TEXT PROVIDED:
* start *
Search code examples
pythonstatisticssummary

Trying to replicate descriptive statistics analysis tools excel in python / add mode to describe() function


Im trying to replicate descriptive statistics (summary statistics) analysis tool in excel with python (jupyter notebook) by aggregating some of descriptive statistics availbale in pandas library, but everytime i add mode function in the code, it always return :

ValueError: cannot combine transform and aggregation operations

my code is :

df2 = df[["pm10","so2", "co", "o3", "no2" ]]
df2.agg(
    {
        "pm10": ["mean", "sem", "median", "std", "var", "kurt", "skew", "min", "max", "sum", "count", "mode"],
        "so2": ["mean", "sem", "median", "std", "var", "kurt", "skew", "min", "max", "sum", "count", "mode"],
        "co": ["mean", "sem", "median", "std", "var", "kurt", "skew", "min", "max", "sum", "count", "mode"],
        "o3": ["mean", "sem", "median", "std", "var", "kurt", "skew", "min", "max", "sum", "count", "mode"],
        "no2": ["mean", "sem", "median", "std", "var", "kurt", "skew", "min", "max", "sum", "count", "mode"]
    }
  )

it only return error when icluding mode function, the other function work well. thi is my dataset

the result that i want : i want mode to be aggregated


Solution

  • Try using mode function from statistics package:

    from statistics import mode
    func_list = ["mean", "sem", "median", "std", "var", "kurt", "skew", "min", "max", "sum", "count", mode]
    df2.agg(
    {
        "pm10": func_list,
        "so2": func_list,
        "co": func_list,
        "o3": func_list,
        "no2": func_list
    })
* end *
[Point annotations for photos]
* start *
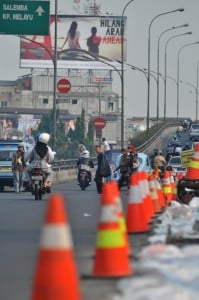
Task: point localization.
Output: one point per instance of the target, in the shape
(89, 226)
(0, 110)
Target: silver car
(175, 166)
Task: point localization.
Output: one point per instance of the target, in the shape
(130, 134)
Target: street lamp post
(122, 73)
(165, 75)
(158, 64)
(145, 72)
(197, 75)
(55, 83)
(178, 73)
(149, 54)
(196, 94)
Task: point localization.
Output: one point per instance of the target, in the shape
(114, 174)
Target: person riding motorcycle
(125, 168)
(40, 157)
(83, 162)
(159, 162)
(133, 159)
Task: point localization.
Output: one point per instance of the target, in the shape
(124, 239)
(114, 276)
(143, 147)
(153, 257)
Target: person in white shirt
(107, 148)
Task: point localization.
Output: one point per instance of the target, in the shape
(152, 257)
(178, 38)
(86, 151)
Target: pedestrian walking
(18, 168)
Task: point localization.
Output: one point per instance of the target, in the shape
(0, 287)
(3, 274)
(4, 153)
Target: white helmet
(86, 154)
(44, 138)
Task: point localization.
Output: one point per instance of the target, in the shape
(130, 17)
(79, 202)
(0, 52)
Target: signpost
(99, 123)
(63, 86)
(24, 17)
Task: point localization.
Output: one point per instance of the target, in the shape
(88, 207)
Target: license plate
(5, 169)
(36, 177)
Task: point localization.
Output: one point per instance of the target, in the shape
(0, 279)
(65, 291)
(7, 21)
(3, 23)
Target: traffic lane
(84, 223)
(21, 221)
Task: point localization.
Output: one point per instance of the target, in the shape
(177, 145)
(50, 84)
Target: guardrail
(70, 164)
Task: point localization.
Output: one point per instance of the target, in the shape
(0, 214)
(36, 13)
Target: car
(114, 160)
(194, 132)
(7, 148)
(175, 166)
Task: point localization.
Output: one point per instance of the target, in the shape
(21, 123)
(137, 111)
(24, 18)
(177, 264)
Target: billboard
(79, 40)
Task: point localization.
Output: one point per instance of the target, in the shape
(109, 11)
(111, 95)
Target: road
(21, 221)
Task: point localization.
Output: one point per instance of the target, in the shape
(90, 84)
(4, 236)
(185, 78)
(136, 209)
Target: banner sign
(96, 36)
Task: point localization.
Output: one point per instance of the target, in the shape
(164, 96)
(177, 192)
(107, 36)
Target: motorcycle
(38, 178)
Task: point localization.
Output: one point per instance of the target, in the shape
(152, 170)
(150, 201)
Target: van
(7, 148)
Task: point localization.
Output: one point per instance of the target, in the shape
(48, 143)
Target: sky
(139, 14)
* end *
GOALS:
1. Decide whether each statement below agrees with the forum thread, answering yes or no and quoting the deciding words of the text. (a) The error arises only when the mode function is included. (b) The proposed solution takes the mode function from the numpy package. (c) The code selects six columns from df.
2. Extract every line of the rows that contains the string "motorcycle". Case counts.

TASK-BY-TASK RESULTS:
1.
(a) Yes: "it only return error when icluding mode function, the other function work well"
(b) No: "Try using mode function from statistics package"
(c) No: "df2 = df[["pm10","so2", "co", "o3", "no2" ]]"

2.
Target: person riding motorcycle
Target: motorcycle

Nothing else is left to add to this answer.